_Texto para análise:_
╭──

Tudo bem, tudo deve ser investigado, mas quem conhece o Rio sabe que é muito improvável que o planejamento e a execução do crime tenham sido obra de traficantes. Embora não tivesse nenhum envolvimento com o tráfico, Marielle era respeitada na comunidade, era um símbolo positivo para a juventude da Maré e não representava ameaça a ninguém, a não ser aos incomodados com os desmandos policiais que denunciava. A Comissão de Direitos Humanos da Assembleia Legislativa do Rio (Alerj), onde Marielle despontou para a atuação política, recebe dezenas de denúncias de abusos policiais a cada mês. Os crimes incluem agressões e assassinatos, e cada vez mais envolvem a ação de milicianos.

Vidas que seguem, investigações que prosseguem, mas a sinalização para os “justiceiros” no Rio parece ser a de que “liberou geral” e (será paranoia minha?) os acontecimentos têm se acelerado após a morte de Marielle. Desde então, reapareceram de forma preocupante cenas que lembraram os piores momentos do estado, como, por exemplo, o confronto em via pública no Complexo do Alemão que resultou na morte de três pessoas que voltavam do trabalho.

╰──

_Trechos de dados:_
╭──

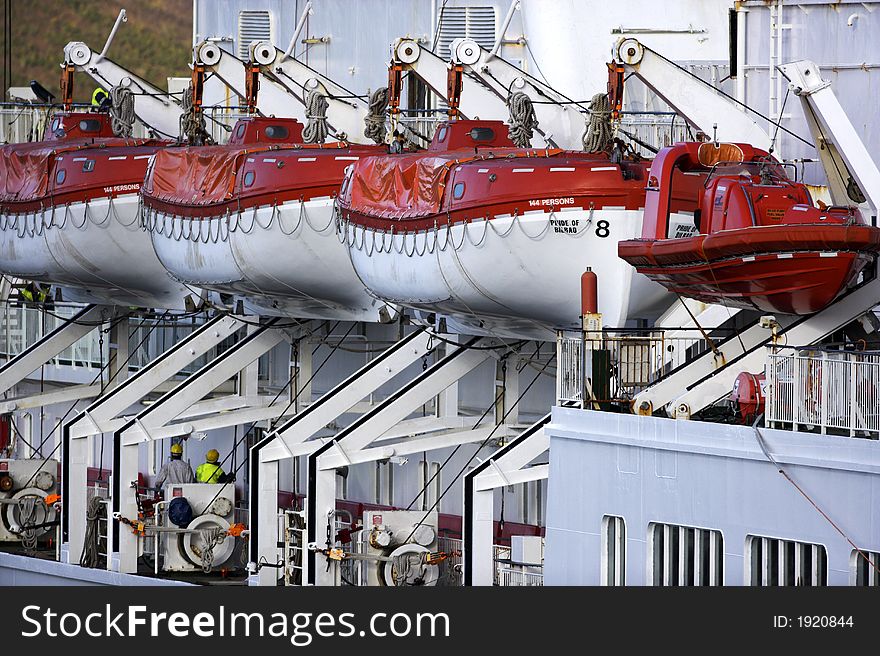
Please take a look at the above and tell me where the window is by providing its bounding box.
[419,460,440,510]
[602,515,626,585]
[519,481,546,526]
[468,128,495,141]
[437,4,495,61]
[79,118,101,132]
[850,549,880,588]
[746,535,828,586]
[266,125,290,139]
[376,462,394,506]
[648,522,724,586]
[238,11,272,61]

╰──
╭──

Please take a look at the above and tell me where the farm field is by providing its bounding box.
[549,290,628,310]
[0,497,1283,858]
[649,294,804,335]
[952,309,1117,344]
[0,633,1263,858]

╰──
╭──

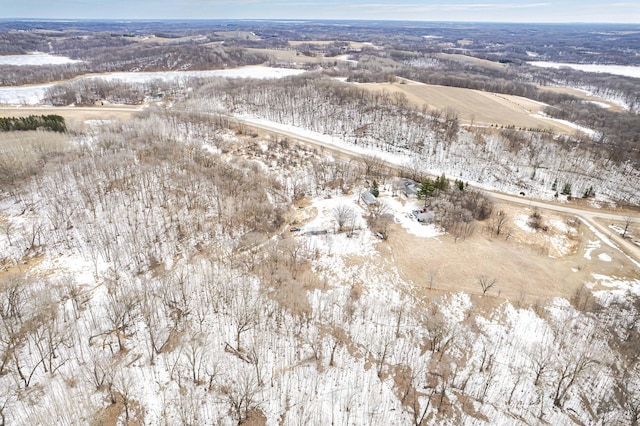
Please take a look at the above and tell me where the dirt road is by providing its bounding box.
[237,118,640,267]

╰──

_Lista de atividades:_
**1.** No texto sobre a morte de Marielle, substitua "Complexo do Alemão" por "Complexo da Maré" no trecho de "Vidas que seguem, investigações" a "voltavam do trabalho." e apresente esse trecho reescrito.
**2.** Continue o texto sobre a morte de Marielle a partir da última frase apresentada.

_Respostas por tarefa:_
**1.**
Vidas que seguem, investigações que prosseguem, mas a sinalização para os “justiceiros” no Rio parece ser a de que “liberou geral” e (será paranoia minha?) os acontecimentos têm se acelerado após a morte de Marielle. Desde então, reapareceram de forma preocupante cenas que lembraram os piores momentos do estado, como, por exemplo, o confronto em via pública no Complexo da Maré que resultou na morte de três pessoas que voltavam do trabalho.

**2.**
Ou como as “incursões” na Rocinha que já deixaram um rastro de doze mortos, todos após confronto, segundo os policiais envolvidos, embora as negativas de familiares de algumas vítimas sobre o envolvimento destas com o tráfico estejam também aqui presentes. Independentemente se os mortos eram ou não traficantes, a ação na favela da zona sul carioca foi uma clara retaliação ao assassinato, ocorrido anteriormente, de um policial militar, tragédia exibida na tevê, e foi realizada com a intenção prévia de matar. O corporativismo fala mais alto, e a PM carioca mais uma vez foi fiel ao pior perfil de si mesmo. Se tivesse essa “eficiência” para proteger a população…

Posto isso, é evidente que precisamos também gritar e denunciar que, mais do que nunca, policiais estão sendo mortos aos montes no Rio de Janeiro. Esse hábito macabro que faz os bandidos assassinarem policiais surpreendidos em situação de vulnerabilidade – seja em ações da polícia ou, mais comumente, em roubos e assaltos – é o pus mais pestilento da ferida social carioca. Retrato de uma engrenagem onde bandidos e policiais se matam sempre que podem, e ambos volta e meia matam inocentes.

Traficantes e bandidos em geral são o que de pior pode ser produzido pela sociedade e devem ser punidos no rigor da lei. Os policiais e seus familiares são talvez as vítimas mais pungentes dessa tragédia, colocados na ponta de lança de um enfrentamento desigual e diuturnamente alimentado por um sistema cruel. Em sua imensa maioria, são policiais oriundos de famílias pobres, são filhos de trabalhadores que têm sua função e suas vidas menosprezadas. Assim como os jovens, em sua maioria negros e em situação de miséria, que se deixam seduzir pelo tráfico, esses policiais são peças descartáveis e estão neste jogo para morrer.

Enquanto isso, na corte, Temer viaja na suposta onda de popularidade que a intervenção na segurança pública do Rio teria lhe concedido (talvez na Vila Kennedy, comunidade carioca vizinha à Vila Militar onde o Exército empacou durante um mês e só saiu há alguns dias). Docemente constrangido com o “sucesso” da empreitada, nosso presidente admite até se candidatar à reeleição. Seria cômico, mas o problema é que a realidade de grande parte da população do Rio é trágica.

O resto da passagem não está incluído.